DESCRIPTION OF THE TASK: Update the following items by swapping every instance of "place a point on it" for "put a dot on it" and keeping everything else as it is. Omit the pictures from your answer.

DATA SHOWN:
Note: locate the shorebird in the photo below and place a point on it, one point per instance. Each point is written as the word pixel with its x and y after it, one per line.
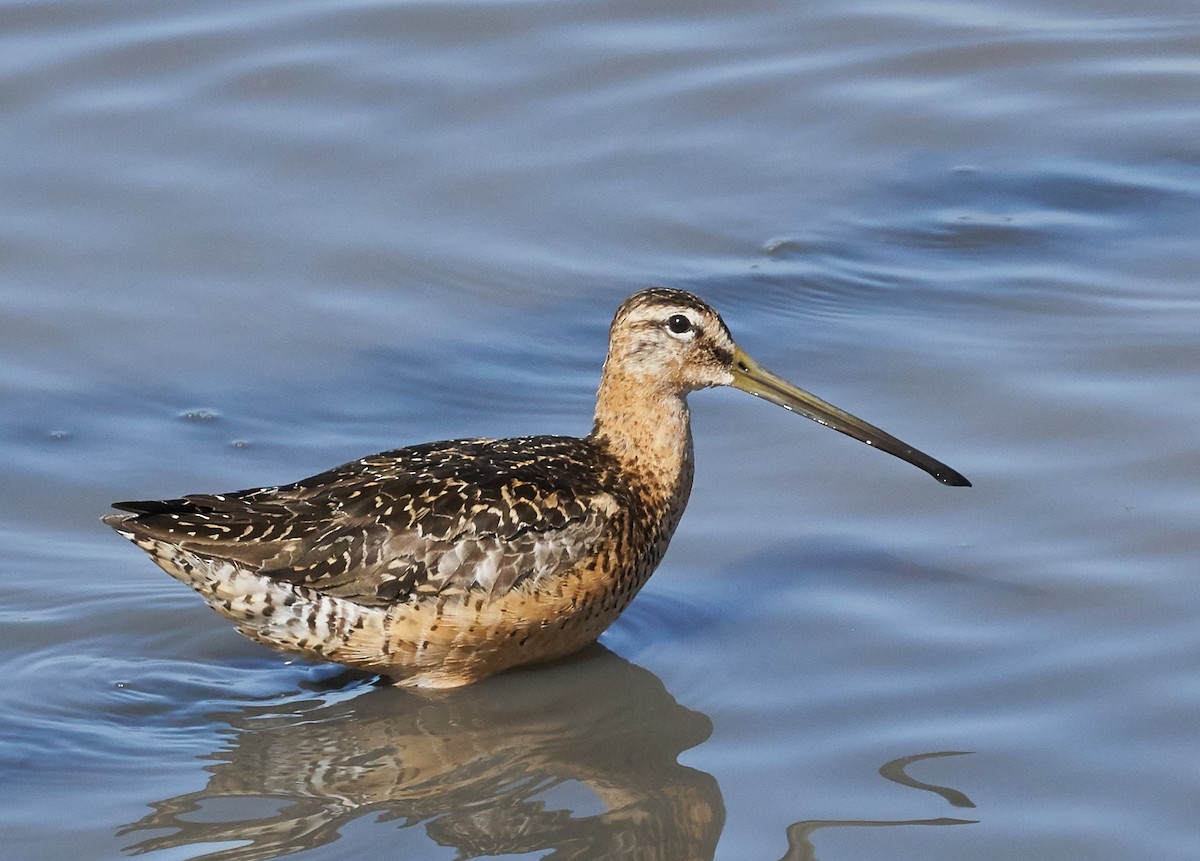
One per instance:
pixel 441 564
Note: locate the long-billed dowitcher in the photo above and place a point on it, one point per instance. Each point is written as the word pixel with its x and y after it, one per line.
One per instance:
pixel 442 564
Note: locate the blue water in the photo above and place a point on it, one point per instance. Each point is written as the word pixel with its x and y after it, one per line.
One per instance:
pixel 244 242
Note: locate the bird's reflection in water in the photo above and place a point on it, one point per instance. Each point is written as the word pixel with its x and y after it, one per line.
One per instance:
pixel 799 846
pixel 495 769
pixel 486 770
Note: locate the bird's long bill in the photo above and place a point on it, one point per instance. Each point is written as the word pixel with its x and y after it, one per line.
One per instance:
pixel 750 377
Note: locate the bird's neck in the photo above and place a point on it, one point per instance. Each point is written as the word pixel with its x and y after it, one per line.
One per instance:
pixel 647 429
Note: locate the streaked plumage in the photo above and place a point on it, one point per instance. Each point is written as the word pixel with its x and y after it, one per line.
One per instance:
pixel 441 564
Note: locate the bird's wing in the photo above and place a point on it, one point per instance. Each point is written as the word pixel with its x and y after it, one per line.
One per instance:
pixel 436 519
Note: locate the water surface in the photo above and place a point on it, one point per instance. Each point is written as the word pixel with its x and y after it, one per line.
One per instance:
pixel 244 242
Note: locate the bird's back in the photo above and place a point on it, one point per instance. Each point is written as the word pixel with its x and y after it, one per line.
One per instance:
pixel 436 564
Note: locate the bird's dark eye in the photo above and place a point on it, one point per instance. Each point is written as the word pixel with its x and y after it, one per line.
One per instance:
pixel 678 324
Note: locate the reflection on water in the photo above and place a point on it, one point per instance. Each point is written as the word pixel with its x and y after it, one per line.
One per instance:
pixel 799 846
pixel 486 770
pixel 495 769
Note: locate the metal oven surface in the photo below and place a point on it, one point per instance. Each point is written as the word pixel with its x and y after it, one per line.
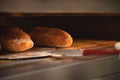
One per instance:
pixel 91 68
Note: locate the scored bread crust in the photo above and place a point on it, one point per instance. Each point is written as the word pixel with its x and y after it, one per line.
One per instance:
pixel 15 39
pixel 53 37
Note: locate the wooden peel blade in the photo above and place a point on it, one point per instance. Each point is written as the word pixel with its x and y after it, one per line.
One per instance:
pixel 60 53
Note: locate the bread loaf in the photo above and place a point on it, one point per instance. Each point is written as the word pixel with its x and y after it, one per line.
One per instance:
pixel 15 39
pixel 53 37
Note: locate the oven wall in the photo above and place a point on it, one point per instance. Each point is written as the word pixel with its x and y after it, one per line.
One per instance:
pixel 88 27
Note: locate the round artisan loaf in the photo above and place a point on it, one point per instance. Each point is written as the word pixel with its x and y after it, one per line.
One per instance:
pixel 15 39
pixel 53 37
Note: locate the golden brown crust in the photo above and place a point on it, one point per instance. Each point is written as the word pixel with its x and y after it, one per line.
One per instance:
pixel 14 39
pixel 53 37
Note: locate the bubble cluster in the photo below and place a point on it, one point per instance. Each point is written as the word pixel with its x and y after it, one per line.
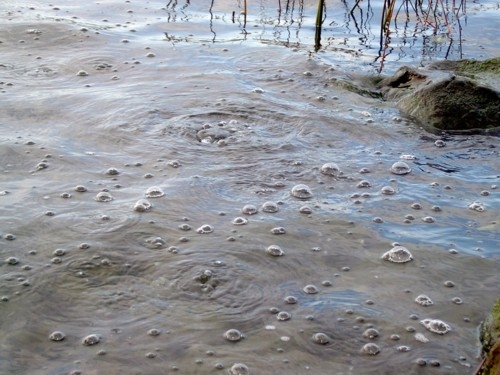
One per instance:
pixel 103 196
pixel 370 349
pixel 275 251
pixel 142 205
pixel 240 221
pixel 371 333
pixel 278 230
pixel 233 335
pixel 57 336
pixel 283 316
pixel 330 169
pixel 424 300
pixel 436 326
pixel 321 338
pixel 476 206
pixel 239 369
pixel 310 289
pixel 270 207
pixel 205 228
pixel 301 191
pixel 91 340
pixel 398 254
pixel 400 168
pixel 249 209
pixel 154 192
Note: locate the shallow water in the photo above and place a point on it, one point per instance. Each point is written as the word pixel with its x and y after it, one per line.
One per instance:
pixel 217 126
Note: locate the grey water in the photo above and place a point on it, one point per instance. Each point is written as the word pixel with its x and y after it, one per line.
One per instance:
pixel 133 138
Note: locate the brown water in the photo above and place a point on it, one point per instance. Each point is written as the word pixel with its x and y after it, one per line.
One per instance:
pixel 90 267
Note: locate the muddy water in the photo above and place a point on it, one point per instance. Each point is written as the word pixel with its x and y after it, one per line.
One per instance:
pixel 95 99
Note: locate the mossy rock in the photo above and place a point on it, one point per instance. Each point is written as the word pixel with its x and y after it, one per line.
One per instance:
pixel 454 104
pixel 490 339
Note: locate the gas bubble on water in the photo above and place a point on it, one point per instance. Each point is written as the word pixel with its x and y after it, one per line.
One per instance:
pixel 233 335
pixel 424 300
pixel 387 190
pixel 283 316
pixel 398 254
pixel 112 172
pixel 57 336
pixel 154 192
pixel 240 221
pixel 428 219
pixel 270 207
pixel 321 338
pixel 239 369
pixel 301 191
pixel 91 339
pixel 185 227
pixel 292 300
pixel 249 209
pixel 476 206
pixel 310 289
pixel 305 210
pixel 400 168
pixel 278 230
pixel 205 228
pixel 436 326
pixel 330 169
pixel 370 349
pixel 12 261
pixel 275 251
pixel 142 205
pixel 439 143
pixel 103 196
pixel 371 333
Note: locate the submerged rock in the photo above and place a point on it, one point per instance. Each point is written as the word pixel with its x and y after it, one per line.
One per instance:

TASK RESULT:
Note: locate the shorebird in the photo below and put a dot on it, one point per instance. Each point is written as the word pixel with its x and y after it, one per line.
One per instance:
pixel 441 564
Note: locate the long-billed dowitcher in the photo above and put a dot on it, one point per instance. Each point is written as the word pixel with its x and y after it, one per line.
One per instance:
pixel 442 564
Note: locate the blue water in the photo above and put a dot on it, one point per instance. Each point is written as the word pixel with its x and y after it, one per line.
One per instance:
pixel 244 242
Note: locate the bird's reflection in water in the photo above and put a dot on it, one point per instance. Each point is written as the word pixel with its x and y after it, one per line.
One per instance:
pixel 799 846
pixel 495 769
pixel 486 770
Note: locate the bird's long bill in the photo above and put a dot on it, one point per instance. Each point is written as the word pixel with its x and y after it, one per line.
One per instance:
pixel 750 377
Note: locate the bird's neck in the photo above and put a dot on it, one point per instance. Each point is written as the word pixel with its x and y after it, one per line.
One per instance:
pixel 647 429
Note: locate the streaked plumage in the photo above and put a dot on it, one point per instance. Each point is written as the word pixel with its x and y after it, one per line.
One per instance:
pixel 441 564
Note: locate the bird's wing in the photo above and put a dot on it, one point per instance. Each point is written as the word pixel with its x and y after it, one per line.
One per instance:
pixel 436 519
Note: locate the water surface in the photo above and put a dot on it, one point per instance. Each point is written as the word pixel with its x and y after it, one per line.
One per instance:
pixel 244 242
Note: locate the bird's back in the photo above and put a dot on it, one point per instance. Each point is written as the word pixel with its x and y after it, one per line.
One per instance:
pixel 436 564
Note: locate the bird's dark eye in the photo above and put a dot on it, one point per instance. Each point is written as the word pixel with its x and y after it, one per line.
One per instance:
pixel 678 324
Note: locate the reflection on water in the photo above and put a dot on it, one point per instance. Each point is written as the word pixel with its x and y after it, one per line.
One per instance:
pixel 799 846
pixel 486 770
pixel 495 769
Note: locate the metal oven surface in the photo below and put a dot on it, one point per instance. Each point is written as the word pixel with its x and y after it, one per line.
One per instance:
pixel 91 68
Note: locate the scored bread crust in the photo above and put a dot on it, one point per instance. Each point is written as the word pixel with its x and y after it, one per line.
One per instance:
pixel 15 39
pixel 53 37
Note: locate the wooden peel blade in the photo above and put a dot on it, one point per instance. Each point is written as the word pixel with its x and y after it, one per line.
One per instance:
pixel 60 53
Note: locate the bread loaf in the photo above and put a dot on it, one point per instance. Each point is written as the word pixel with its x and y after it, one per line.
One per instance:
pixel 15 39
pixel 53 37
Note: locate the oven wall in the photo above and put a dot on it, one point per instance. Each point is written as the word pixel with its x and y after it, one per line.
One per instance:
pixel 88 27
Note: locate the round artisan loaf in the photo above and put a dot on it, one point per instance. Each point is written as the word pixel with its x and y after it, one per line.
One per instance:
pixel 15 39
pixel 53 37
Note: locate the golden brown crust in the photo above and put a dot on it, one point per instance. Each point is written as the word pixel with its x and y after it, one per line.
One per instance:
pixel 14 39
pixel 53 37
Note: locate the bubble cluster in the photo below and put a dot on it, one point per instance. Each point is written as the word pixel with its x and y after it, one per line.
One per instance:
pixel 103 196
pixel 370 349
pixel 275 251
pixel 142 205
pixel 240 221
pixel 371 333
pixel 278 230
pixel 233 335
pixel 57 336
pixel 283 316
pixel 330 169
pixel 424 300
pixel 436 326
pixel 321 338
pixel 476 206
pixel 239 369
pixel 310 289
pixel 270 207
pixel 205 228
pixel 301 191
pixel 91 340
pixel 398 254
pixel 400 168
pixel 249 209
pixel 154 192
Note: locate the shallow water in the photo above and put a dot on it, one point per instance. Each point is written as the word pixel with its x and y after it, one per line.
One per instance:
pixel 217 126
Note: locate the grey water in the photo above and put a dot on it, one point per instance. Each point is written as the word pixel with its x and y after it, one per line.
One per instance:
pixel 133 138
Note: locate the brown water in the photo above and put a dot on it, one point per instance. Each point is written as the word pixel with its x and y after it, one per line.
One per instance:
pixel 90 267
Note: locate the muddy water in the photo above and put a dot on it, one point per instance. Each point is written as the word pixel with its x and y after it, one per line.
One per instance:
pixel 95 99
Note: locate the mossy rock in the photo above and put a dot on it, one point per instance. Each point is written as the word pixel with its x and y after it, one per line.
One per instance:
pixel 454 104
pixel 490 339
Note: locate the gas bubble on water in the photo above and put a dot on it, one point per instance. Each point is written as the word pixel with its x and y after it, one per line.
One per instance:
pixel 233 335
pixel 424 300
pixel 387 190
pixel 283 316
pixel 398 254
pixel 112 172
pixel 57 336
pixel 154 192
pixel 240 221
pixel 428 219
pixel 270 207
pixel 321 338
pixel 239 369
pixel 301 191
pixel 91 339
pixel 185 227
pixel 292 300
pixel 249 209
pixel 476 206
pixel 310 289
pixel 305 210
pixel 400 168
pixel 278 230
pixel 205 228
pixel 436 326
pixel 330 169
pixel 370 349
pixel 12 261
pixel 275 251
pixel 142 205
pixel 439 143
pixel 103 196
pixel 371 333
Note: locate the submerged rock in the photo above and put a dot on it, one point per instance. Each point is written as the word pixel with its x and y after it, one per line.
One per instance:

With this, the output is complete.